**** Document passage

Video Transcript
The diagram shows a simple outline
of what happens during transcription. As RNA polymerase moves along the
DNA strand, it initiates the formation of bonds between the RNA nucleotides. What type of bonds form between RNA
nucleotides?
In order for a gene in DNA to be
converted into a protein, it needs to go through a couple of steps. The first step is transcription and
is where the gene in DNA is copied to form an mRNA transcript. The sequence of nucleotides in mRNA
can then be translated to a sequence of amino acids to form a polypeptide. This polypeptide can then fold into
a protein.
This question is asking us about
transcription, so let’s review that in some detail. The major enzyme of transcription
is called RNA polymerase, and it first binds to the promoter region of a gene in
DNA. Next, RNA polymerase unwinds the
double-stranded DNA molecule. It does this by breaking the
hydrogen bonds between base pairs. Now that the bases on DNA are
exposed, free RNA nucleotides can be added to form a strand of complementary mRNA to
one of the DNA strands.
This process continues as RNA
polymerase moves along the DNA. Along the way, the double helix is
unwound and new RNA nucleotides are added to the growing mRNA molecule. Once a stop signal is reached in
the gene in DNA, the mRNA is released. So it can exit the nucleus to be
translated into a polypeptide, which can then fold into a protein.

********
**** Data for review

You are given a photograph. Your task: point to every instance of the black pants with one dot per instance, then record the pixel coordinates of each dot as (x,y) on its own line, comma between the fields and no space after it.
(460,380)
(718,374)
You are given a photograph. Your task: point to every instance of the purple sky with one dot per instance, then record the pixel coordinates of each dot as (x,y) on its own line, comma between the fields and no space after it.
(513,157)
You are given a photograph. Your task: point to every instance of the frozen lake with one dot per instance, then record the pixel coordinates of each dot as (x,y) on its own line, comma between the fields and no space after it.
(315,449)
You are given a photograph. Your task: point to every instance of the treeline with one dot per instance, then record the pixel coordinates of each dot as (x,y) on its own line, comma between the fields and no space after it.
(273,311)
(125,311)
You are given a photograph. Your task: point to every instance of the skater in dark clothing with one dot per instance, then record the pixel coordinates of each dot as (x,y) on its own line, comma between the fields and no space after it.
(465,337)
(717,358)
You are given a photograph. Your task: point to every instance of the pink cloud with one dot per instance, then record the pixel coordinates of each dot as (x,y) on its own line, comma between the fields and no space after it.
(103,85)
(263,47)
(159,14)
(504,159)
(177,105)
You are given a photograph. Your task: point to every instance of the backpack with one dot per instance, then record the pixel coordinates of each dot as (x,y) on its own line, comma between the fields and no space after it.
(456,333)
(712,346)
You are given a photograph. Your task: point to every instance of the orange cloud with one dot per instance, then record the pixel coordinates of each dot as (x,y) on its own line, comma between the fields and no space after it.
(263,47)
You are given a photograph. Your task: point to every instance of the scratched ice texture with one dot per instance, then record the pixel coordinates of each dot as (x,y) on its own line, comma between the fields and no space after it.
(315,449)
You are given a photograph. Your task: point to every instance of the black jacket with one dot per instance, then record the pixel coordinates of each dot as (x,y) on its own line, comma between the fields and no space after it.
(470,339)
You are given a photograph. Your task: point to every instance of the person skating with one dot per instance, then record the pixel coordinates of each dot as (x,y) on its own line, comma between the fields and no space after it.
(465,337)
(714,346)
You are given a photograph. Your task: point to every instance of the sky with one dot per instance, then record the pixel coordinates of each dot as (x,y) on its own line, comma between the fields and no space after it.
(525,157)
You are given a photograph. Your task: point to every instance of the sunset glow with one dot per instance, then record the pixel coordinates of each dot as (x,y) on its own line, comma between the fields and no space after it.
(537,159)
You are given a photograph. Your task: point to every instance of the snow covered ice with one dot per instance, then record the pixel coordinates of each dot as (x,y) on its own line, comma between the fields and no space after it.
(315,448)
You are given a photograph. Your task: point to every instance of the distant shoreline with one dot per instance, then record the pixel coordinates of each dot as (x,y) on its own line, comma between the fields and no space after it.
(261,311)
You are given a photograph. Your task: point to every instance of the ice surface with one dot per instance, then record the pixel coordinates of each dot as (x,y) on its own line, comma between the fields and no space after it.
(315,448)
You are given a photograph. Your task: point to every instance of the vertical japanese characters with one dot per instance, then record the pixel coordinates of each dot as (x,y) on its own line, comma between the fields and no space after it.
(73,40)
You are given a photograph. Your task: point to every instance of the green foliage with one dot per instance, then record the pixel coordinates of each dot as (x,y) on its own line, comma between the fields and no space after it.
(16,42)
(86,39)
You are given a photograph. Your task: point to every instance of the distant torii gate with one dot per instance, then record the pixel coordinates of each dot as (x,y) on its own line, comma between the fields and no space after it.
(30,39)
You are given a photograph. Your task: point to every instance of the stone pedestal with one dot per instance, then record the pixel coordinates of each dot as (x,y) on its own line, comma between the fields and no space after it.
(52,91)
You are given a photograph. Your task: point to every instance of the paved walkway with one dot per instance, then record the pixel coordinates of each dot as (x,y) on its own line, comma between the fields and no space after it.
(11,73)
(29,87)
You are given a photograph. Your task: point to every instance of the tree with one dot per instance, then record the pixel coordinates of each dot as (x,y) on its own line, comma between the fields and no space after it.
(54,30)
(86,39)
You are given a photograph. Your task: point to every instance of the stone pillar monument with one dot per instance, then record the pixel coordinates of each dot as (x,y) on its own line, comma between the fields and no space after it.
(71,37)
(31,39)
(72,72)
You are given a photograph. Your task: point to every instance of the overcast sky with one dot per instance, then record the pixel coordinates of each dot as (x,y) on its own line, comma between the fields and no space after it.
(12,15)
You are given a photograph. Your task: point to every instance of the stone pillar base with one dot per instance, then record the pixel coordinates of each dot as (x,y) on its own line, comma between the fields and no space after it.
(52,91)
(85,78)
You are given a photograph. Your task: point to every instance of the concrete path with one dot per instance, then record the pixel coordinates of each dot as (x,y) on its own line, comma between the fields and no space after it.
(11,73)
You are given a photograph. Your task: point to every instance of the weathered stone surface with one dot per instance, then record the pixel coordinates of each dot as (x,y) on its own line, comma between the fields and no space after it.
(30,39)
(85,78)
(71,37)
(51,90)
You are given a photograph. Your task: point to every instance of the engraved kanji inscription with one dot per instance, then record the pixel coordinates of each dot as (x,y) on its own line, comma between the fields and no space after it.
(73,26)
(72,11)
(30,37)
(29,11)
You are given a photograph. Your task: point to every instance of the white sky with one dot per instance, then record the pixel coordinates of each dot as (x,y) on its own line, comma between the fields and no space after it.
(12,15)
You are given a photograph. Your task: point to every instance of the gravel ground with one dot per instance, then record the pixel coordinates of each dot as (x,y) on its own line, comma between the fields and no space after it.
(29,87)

********

Tasks to complete:
1. Answer these questions using the video transcript:
(a) What does RNA polymerase first bind to?
(b) How does RNA polymerase unwind the double-stranded DNA molecule?
(c) What happens to the mRNA once a stop signal is reached in the gene?
2. From the video transcript, copy the passage starting at "This question is" and ending at "the DNA strands.".

Answers for the tasks:
1.
(a) The promoter region of a gene in DNA.
(b) By breaking the hydrogen bonds between base pairs.
(c) It is released.

2.
This question is asking us about
transcription, so let’s review that in some detail. The major enzyme of transcription
is called RNA polymerase, and it first binds to the promoter region of a gene in
DNA. Next, RNA polymerase unwinds the
double-stranded DNA molecule. It does this by breaking the
hydrogen bonds between base pairs. Now that the bases on DNA are
exposed, free RNA nucleotides can be added to form a strand of complementary mRNA to
one of the DNA strands.